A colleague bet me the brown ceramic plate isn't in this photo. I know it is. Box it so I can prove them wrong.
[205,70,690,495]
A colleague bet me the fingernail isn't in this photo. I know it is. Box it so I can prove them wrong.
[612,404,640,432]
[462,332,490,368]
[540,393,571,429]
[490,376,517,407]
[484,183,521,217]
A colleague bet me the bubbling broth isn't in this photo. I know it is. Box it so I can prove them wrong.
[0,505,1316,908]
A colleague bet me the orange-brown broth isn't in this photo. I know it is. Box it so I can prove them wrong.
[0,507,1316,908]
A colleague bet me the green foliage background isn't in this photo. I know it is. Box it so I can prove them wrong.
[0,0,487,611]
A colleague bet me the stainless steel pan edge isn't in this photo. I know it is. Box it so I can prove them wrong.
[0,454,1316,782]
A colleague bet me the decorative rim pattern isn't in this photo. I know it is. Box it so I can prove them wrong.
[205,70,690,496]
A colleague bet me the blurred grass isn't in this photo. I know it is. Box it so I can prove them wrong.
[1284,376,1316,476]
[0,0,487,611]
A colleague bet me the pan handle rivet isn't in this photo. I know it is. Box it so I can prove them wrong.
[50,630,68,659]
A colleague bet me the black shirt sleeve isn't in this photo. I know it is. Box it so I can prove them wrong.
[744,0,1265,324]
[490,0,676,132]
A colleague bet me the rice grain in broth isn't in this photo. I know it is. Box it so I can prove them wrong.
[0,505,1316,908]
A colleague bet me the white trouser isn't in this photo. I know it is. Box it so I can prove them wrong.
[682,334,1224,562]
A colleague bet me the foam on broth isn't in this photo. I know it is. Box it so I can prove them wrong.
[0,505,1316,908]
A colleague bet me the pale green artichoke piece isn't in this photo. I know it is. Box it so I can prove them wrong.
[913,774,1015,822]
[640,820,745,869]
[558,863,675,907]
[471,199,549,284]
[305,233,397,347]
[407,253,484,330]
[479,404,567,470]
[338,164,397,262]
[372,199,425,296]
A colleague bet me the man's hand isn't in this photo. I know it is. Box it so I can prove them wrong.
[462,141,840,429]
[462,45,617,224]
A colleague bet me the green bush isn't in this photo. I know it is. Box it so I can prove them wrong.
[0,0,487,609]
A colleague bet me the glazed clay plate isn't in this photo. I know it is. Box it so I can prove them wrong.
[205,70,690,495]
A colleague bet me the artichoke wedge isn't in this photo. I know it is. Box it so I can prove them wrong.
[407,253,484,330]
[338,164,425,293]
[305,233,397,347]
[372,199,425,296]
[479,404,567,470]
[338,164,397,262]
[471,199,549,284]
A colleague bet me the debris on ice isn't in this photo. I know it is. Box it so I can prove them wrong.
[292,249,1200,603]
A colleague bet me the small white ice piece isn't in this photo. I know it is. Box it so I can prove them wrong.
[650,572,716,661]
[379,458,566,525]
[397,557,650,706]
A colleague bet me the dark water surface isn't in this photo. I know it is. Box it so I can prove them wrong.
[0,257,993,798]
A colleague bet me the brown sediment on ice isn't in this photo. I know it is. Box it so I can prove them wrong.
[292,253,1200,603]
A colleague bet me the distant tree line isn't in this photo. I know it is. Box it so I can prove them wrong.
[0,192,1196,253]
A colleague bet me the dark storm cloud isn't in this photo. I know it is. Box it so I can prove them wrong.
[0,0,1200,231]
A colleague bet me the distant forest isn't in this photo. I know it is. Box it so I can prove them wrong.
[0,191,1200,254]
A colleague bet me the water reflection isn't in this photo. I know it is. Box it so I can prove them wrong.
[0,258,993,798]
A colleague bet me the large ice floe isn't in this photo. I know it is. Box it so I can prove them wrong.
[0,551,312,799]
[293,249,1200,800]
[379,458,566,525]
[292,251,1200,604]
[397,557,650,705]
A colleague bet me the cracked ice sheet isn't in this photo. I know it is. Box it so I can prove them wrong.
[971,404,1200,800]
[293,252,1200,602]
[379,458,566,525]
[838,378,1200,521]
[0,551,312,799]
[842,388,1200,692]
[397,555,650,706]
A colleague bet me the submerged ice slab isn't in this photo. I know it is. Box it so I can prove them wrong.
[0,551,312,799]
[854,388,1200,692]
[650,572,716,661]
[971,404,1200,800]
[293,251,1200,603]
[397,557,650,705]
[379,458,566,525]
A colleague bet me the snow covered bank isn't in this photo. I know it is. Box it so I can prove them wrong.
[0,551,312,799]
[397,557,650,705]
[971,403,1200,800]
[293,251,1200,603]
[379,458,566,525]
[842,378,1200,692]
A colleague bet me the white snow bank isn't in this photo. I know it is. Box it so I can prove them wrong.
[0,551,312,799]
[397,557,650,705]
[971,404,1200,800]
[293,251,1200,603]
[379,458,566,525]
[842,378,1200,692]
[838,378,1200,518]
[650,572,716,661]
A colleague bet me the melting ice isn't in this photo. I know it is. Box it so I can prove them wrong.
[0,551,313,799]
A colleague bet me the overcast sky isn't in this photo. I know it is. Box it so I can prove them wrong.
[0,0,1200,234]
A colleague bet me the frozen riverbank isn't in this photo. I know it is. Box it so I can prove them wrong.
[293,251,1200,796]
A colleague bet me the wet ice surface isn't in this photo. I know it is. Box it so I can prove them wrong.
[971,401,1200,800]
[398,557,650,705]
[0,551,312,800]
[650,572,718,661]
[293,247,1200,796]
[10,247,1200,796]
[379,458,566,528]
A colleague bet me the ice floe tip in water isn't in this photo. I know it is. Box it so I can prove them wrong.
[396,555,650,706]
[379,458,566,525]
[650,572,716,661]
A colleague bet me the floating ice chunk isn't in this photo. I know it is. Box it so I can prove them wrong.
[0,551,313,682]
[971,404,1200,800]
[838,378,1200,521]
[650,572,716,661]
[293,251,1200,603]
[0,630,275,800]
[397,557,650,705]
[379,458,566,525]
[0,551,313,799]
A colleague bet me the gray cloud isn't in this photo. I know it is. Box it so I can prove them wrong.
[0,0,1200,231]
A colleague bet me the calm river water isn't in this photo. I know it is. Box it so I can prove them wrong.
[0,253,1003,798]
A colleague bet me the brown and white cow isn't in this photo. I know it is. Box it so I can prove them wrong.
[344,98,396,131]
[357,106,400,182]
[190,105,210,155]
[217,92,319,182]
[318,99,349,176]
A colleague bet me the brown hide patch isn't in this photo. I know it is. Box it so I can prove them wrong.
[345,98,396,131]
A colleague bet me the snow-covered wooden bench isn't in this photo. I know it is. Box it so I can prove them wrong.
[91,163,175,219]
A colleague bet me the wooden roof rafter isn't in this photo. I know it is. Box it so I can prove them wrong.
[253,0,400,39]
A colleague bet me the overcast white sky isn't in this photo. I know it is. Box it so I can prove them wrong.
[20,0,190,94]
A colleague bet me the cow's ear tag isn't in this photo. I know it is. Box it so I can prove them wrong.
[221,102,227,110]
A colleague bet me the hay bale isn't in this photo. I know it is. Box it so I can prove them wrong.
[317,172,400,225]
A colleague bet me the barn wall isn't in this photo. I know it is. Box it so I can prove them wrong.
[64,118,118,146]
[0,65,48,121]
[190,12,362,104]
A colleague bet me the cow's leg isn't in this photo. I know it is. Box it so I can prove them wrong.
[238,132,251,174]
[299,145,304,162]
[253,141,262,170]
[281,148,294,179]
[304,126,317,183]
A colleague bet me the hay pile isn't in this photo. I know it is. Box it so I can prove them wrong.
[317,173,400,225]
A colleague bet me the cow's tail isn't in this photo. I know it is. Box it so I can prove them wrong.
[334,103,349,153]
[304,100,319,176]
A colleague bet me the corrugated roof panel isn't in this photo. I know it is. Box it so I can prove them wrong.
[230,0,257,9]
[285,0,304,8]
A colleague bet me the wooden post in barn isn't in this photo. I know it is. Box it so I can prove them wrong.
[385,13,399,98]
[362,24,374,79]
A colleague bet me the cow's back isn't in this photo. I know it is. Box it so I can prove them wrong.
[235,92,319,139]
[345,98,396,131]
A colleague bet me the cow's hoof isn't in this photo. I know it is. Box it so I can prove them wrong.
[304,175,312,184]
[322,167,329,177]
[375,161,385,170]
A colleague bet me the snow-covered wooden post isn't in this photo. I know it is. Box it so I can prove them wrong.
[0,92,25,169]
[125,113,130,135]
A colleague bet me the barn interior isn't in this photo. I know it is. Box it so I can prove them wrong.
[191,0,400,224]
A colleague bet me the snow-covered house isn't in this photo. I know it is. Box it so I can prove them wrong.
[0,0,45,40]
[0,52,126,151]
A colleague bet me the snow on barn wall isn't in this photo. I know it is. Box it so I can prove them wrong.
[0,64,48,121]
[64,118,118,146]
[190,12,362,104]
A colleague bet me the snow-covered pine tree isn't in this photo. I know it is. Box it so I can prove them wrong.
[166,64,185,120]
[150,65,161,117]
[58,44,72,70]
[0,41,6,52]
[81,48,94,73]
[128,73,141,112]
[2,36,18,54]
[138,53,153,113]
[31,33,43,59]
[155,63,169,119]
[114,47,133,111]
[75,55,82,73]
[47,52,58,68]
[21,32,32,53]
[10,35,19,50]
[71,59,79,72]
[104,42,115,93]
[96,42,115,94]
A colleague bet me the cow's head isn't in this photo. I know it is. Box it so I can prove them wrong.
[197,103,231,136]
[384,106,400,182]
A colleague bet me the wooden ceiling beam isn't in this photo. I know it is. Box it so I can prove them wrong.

Ziel der Aufgabe -> Schreib die Zeilen vom Anfang der Einträge bis einschließlich der Zeile mit "[484,183,521,217]" unverändert ab.

Lösung dazu ->
A colleague bet me the brown ceramic plate isn't in this photo. I know it is. Box it so I can prove them wrong.
[205,70,690,495]
A colleague bet me the fingernail isn't in this photo. I know it is. Box it so I can prove them wrong.
[612,404,640,432]
[462,332,490,368]
[540,393,571,429]
[490,376,517,407]
[484,183,521,217]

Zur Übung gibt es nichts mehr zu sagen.